* _SUPPLIED PASSAGE_
----------------------------------------
On March 23, 2010, President Obama signed into law the Patient Protection and Affordable Care Act (the Act), imposing under new IRC Section 501(r) requirements hospitals must meet in order to maintain their tax exemption, and increasing the amount of information tax-exempt hospitals will have to provide to the IRS and Congress. The Act is effective for taxable years beginning after the date of enactment.
Under the Act, a hospital must: (1) conduct a community health needs assessment once every three years; (2) adopt a financial assistance policy; (3) limit charges for those qualifying for financial assistance; and (4) refrain from extraordinary collection actions before making reasonable efforts to determine whether a patient qualifies for financial assistance.
The Act also will require tax-exempt hospitals to provide even more information and data to the IRS and Congress. Hospitals must include and disclose additional information on Form 990/Schedule H (community health needs assessment implementation and financial audits). The IRS must report annually to Congress on comparative levels of hospital charity care and complete a Congressional study on emerging trends after five years.
Organizations subject to the new additional requirements include any 501(c)(3) organization which operates a facility which is required by a state to be “licensed, registered or similarly recognized as a hospital,” as well as any other organization that “has the provision of hospital care as its principal function or purpose constituting the basis” for its tax status. The requirements must be met separately with respect to each facility in order for the organization to be treated as a 501(c)(3) with respect to such facility.
Community Health Needs Assessment
The community health needs assessment requires each hospital to conduct a community health needs assessment every three years and adopt implementation strategies to meet identified needs. The assessment must take into account input from persons who represent the broad interests of the community served by the hospital facility, including those with special knowledge or expertise in public health, and it must be made widely available to the public and be based on current information collected by a public health agency or nonprofit organization. Two or more related or unrelated hospitals may jointly conduct an assessment. The effective date for the completion of the assessment is the taxable year that begins two years after the date of enactment. Under Section 4959, a $50,000 penalty will apply to an organization that consistently fails to satisfy the requirement.
----------------------------------------
* _RECORD SET_
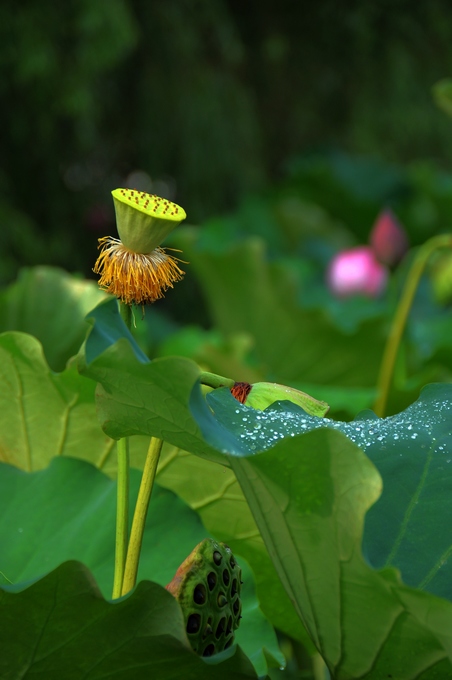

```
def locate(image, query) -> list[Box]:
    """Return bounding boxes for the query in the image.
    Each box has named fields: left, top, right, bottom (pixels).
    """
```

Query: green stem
left=121, top=437, right=163, bottom=595
left=119, top=302, right=132, bottom=331
left=113, top=437, right=129, bottom=600
left=113, top=302, right=132, bottom=600
left=374, top=234, right=452, bottom=418
left=199, top=371, right=235, bottom=389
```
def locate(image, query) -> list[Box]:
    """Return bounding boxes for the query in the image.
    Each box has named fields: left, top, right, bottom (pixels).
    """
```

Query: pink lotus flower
left=369, top=210, right=408, bottom=266
left=328, top=246, right=388, bottom=297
----------------------------------------
* _TASKS TO CARRY OUT_
(1) In the text on hospital tax exemption, revise the stretch that begins at the words "Under the Act, a" and stops after "for financial assistance.", putting "aggressive collection actions" in place of "extraordinary collection actions".
(2) Carry on the text about new requirements for tax-exempt hospitals, starting right after its final sentence.

* _EXPECTED RESPONSES_
(1)
Under the Act, a hospital must: (1) conduct a community health needs assessment once every three years; (2) adopt a financial assistance policy; (3) limit charges for those qualifying for financial assistance; and (4) refrain from aggressive collection actions before making reasonable efforts to determine whether a patient qualifies for financial assistance.

(2)
Financial Assistance Policy
Each tax-exempt hospital must adopt, implement and publicize a financial assistance policy that includes the following: (1) eligibility criteria for the assistance, and whether it includes free or discounted care; (2) the basis for calculating the amounts charged to patients; (3) the method for applying for financial assistance; (4) collection actions to be taken in the event of non-payment (including reporting to credit agencies); and (5) measures to widely publicize the policy within the hospital community. Hospitals also must adopt a written Emergency Medical Care (EMC) policy which requires organizations to provide, without discrimination, care for “emergency medical conditions” to individuals regardless of their eligibility under the organization’s financial assistance policy.
Organizations must limit charges for emergency or “other medically necessary care” provided to individuals who qualify for financial assistance to “the amounts generally billed” to individuals with insurance. “Generally billed” means that amounts billed to those who qualify for financial assistance may be based on the best (or an average of the three best) negotiated commercial rates, or Medicare rates. Further, hospitals must “prohibit the use of gross charges” (i.e., charge master rates) when billing individuals who qualify for financial assistance.
Limitation on Collection Actions
Hospitals must refrain from engaging in “extraordinary collection actions” without first making “reasonable efforts” to determine whether the individual is eligible for financial assistance. “Extraordinary collection actions” include lawsuits, liens on residences, arrests, body attachments or other similar collection actions. “Reasonable efforts” include the notification by the hospital of its financial assistance policy to a patient upon admission, and the notification regarding financial assistance in written or oral communications with the patient regarding the patient’s bill (including invoices and telephone calls) before collection action or reporting to credit rating agencies is initiated.
The Act imposes two new requirements on tax-exempt hospitals filing Form 990 and Schedule H: (1) they must now describe how they are addressing the needs identified in the community health needs assessment, as well as describe any identified needs not being addressed and explain why not; and (2) they must include a copy of their audited financial statements with the tax return.
IRS Annual Report to Congress
Finally, the Act requires the IRS to provide an annual report to Congress that includes the following information for tax-exempt hospitals, taxable hospitals, and government hospitals: (1) levels of charity care; (2) bad debt expenses; (3) unreimbursed costs for services provided with respect to means-tested government programs; and (4) unreimbursed costs for services provided with respect to non-means-tested government programs. The annual reports must also include information on costs incurred by tax-exempt hospitals for community benefit activities.
The above requirements of the Act must be met by hospitals wishing to retain their tax exemption. The Act increases hospitals’ transparency and public accountability, and hospitals should act immediately in order to meet the Act’s requirements.